▶ EXERCISE
Look over the listing below and report how many of its lines contain the string "sunglasses", with no other words.

▶ RECORDS FOR PROCESSING
[Start of section]
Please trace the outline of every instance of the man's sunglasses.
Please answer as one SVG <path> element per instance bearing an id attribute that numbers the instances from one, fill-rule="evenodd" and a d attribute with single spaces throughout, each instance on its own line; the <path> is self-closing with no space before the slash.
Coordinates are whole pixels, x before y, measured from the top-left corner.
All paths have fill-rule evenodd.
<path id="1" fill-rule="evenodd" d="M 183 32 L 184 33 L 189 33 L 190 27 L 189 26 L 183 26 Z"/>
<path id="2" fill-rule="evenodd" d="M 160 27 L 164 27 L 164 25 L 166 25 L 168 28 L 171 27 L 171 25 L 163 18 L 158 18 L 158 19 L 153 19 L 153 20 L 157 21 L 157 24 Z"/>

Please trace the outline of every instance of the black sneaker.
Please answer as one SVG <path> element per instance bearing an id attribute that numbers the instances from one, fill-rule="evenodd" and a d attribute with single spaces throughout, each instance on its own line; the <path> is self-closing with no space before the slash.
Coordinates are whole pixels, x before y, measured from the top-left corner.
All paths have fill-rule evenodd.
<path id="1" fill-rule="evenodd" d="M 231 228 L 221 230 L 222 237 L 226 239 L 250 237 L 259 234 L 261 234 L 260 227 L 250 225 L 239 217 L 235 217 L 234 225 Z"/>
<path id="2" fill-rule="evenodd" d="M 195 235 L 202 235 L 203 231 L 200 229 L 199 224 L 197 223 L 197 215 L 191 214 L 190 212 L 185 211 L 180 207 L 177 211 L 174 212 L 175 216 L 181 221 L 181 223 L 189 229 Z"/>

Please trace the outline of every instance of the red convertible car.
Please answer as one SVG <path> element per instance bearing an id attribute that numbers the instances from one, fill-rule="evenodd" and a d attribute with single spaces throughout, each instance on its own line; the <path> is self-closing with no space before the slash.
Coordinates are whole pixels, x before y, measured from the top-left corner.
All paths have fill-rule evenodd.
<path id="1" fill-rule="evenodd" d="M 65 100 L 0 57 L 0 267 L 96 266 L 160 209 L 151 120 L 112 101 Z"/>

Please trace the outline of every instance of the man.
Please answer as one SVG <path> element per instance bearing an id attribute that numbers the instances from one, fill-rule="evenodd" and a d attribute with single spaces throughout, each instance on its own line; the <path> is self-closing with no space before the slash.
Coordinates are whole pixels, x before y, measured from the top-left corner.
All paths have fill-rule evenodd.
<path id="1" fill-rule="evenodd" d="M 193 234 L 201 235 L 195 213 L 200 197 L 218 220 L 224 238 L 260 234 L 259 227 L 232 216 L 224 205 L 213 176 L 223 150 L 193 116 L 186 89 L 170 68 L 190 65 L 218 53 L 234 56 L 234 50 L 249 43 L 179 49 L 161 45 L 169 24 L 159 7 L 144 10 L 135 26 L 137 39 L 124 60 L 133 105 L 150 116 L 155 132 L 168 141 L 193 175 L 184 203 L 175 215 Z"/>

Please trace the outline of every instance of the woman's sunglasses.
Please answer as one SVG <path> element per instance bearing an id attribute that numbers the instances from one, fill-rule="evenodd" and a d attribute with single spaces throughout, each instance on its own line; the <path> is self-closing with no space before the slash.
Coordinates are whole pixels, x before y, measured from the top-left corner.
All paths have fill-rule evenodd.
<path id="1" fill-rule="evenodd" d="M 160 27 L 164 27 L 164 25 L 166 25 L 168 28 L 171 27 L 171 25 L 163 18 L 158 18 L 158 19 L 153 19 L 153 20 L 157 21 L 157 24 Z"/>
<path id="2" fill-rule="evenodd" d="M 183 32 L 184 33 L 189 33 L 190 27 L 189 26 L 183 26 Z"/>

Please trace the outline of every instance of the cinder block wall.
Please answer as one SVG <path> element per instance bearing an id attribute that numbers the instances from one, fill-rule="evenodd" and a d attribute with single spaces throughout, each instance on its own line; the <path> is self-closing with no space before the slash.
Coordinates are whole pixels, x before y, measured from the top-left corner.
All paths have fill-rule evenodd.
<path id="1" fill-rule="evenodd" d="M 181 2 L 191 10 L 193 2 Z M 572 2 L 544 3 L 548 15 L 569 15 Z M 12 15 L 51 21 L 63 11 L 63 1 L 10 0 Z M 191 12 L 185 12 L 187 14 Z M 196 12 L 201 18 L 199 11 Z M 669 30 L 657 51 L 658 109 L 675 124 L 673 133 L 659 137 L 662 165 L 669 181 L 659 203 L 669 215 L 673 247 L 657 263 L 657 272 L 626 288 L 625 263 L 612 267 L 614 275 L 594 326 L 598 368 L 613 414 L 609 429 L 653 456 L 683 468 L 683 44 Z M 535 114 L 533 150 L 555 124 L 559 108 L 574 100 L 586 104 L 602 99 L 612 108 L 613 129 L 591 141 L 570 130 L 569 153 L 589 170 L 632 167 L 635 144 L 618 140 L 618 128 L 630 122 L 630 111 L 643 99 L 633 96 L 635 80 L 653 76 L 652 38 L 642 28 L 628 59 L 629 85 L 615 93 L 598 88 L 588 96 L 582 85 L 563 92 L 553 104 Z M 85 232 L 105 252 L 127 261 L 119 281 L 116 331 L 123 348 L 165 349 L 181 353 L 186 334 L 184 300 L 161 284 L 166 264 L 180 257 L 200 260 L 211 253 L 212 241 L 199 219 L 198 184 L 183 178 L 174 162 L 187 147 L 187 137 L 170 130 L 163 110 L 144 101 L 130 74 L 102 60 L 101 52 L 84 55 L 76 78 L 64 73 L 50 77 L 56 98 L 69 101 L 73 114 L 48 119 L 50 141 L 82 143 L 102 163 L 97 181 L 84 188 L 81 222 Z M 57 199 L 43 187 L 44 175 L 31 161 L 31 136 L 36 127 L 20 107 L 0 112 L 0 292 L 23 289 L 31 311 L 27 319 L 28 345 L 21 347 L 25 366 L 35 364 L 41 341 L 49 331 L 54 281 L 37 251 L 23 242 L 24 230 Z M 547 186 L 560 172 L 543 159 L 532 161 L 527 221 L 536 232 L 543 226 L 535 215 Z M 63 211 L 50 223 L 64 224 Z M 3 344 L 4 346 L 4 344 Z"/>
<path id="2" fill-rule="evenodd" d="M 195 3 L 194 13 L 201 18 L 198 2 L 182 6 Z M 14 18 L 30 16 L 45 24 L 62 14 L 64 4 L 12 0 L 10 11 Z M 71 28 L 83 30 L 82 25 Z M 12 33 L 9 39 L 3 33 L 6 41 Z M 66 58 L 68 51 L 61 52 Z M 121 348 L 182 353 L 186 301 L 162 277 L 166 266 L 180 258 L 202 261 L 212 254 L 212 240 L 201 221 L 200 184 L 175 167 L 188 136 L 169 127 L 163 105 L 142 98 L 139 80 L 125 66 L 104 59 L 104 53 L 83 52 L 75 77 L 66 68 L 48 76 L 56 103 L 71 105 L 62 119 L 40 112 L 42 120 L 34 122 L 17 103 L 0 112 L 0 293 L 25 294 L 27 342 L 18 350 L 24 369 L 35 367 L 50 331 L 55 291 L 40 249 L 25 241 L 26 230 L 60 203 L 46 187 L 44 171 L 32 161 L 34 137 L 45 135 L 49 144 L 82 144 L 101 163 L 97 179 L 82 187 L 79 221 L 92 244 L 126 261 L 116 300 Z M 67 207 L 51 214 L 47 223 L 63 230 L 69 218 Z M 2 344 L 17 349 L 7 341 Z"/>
[End of section]
▶ EXERCISE OUTPUT
2